** Start of TEXT PROVIDED **
If you want 1 row per team, a start would be to iterate through the teams

2 Likes

(type(teams_dict[‘teams’])) is a list and for example
type(teams_dict[‘teams’][1]) is a dict, so I have trouble looping through these two types of data structures and picking the fields I want.

I can get the “1st level” data such as team id, name etc out, but what about the inner data, for example timezone.id?
https://statsapi.web.nhl.com/api/v1/teams

I have been banging my head against this virtual wall for a better part of the week but havent gained much progress :confused:

dicts are collections of keyvalue pairs.
if you give a dict a key, it gives you the corresponding value back

mydict = {'a': 3}
print(mydict['a'])  # 3

If they’re nested then keep doing the same thing.

Thanks, but I am fully aware of that as I have done the Python 3 “basic course” here. In practice, if inside a list there are dicts as a value for the outer dicts the looping just isnt so easy. At least not for me.

Could you give an example how you would get any of the values from the inner dicts, for example venue.id?
** End of TEXT PROVIDED **
** Start of EXCERPTED DATA **
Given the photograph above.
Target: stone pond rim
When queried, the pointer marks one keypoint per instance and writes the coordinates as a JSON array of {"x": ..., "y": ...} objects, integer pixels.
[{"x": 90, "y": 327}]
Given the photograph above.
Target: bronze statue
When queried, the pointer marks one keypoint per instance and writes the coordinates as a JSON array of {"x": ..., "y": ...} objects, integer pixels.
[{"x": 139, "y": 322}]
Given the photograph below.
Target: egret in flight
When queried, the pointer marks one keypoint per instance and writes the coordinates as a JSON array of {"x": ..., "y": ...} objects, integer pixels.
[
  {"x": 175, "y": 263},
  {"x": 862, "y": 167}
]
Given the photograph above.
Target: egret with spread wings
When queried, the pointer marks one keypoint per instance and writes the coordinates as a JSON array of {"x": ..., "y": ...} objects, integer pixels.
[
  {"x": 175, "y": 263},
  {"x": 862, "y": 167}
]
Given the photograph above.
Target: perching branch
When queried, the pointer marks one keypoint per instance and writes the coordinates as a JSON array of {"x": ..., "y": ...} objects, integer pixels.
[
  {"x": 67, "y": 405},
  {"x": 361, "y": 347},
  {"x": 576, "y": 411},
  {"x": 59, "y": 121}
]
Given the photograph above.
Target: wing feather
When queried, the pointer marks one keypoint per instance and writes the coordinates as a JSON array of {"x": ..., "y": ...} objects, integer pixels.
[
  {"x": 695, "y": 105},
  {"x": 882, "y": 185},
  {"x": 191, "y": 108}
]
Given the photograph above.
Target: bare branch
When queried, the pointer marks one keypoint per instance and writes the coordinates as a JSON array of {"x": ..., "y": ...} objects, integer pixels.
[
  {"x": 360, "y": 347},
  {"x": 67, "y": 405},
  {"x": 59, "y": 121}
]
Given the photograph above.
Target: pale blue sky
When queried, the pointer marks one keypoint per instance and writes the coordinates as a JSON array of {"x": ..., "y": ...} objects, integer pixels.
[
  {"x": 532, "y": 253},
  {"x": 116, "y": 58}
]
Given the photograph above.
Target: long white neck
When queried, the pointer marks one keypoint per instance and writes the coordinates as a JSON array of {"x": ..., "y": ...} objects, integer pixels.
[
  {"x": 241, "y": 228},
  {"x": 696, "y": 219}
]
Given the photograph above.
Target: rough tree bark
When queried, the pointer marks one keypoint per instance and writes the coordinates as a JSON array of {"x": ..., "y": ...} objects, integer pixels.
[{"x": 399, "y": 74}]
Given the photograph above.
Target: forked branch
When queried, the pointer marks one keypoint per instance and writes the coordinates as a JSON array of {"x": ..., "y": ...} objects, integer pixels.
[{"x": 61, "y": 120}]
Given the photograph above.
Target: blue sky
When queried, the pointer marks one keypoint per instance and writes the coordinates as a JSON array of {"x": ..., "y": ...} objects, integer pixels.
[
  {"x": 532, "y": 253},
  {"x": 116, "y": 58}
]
** End of EXCERPTED DATA **
> _WRITTEN REQUEST A_:
From the thread about looping through nested Python dicts, render this sentence in Spanish: "if you give a dict a key, it gives you the corresponding value back"
> _WRITTEN REQUEST B_:
Answer these from the thread about looping through nested Python dicts:
(i) What type does the poster report for teams_dict['teams']?
(ii) Which course does the poster say they have already done?
(iii) Which inner value does the poster name in the last line as an example to retrieve?
> _WRITTEN REQUEST C_:
Carry on the thread about looping through nested Python dicts from its last post.

> _WRITTEN REPLY A_:
Si le das una clave a un dict, te devuelve el valor correspondiente.

> _WRITTEN REPLY B_:
(i) A list.
(ii) The Python 3 "basic course."
(iii) venue.id

> _WRITTEN REPLY C_:
Inside the dict you have dicts and lists. It’s the same thing, same operations. Nothing new.

If you’re able to obtain dicts from the outermost dict, then you have dicts, meaning you can obtain their values…and so on.

So I think we are both on the same boat here. Its easy to think its easy, but its not, and I assume you actually also have no idea how to get it done in practise :slight_smile: thanks anyway.

@leville,

I assure you with 100% certainty that @ionatan knows how to:

His point is that if you know how to access a value in a dictionary by it’s key, then you already posses the knowledge to access nested dictionary values. Here’s a hint if you don’t want to google it.

Hint
mydict = {
    'a': 3,
    'b': {
       'c': 4,
       'd': 5,
       'e': {
          'f': 6  
        }
    }


}
print(mydict['a'])  # 3
print(mydict['b']['e']['f']) # 6
1 Like

I’ve read through the topic and indeed @ionatan is correct about the fact that this JSON response is basically a dictionary with some keys being assigned value of other dictionaries and this goes a couple of “dimentios” down. (Although, I admit it was a bit of a confusing reply to read…:thinking:)
As for the moment, I have only completed Python3 course in 66%, so there could be a more optimized way to do this, but just using what I already learned I was able to accomplish all the described results.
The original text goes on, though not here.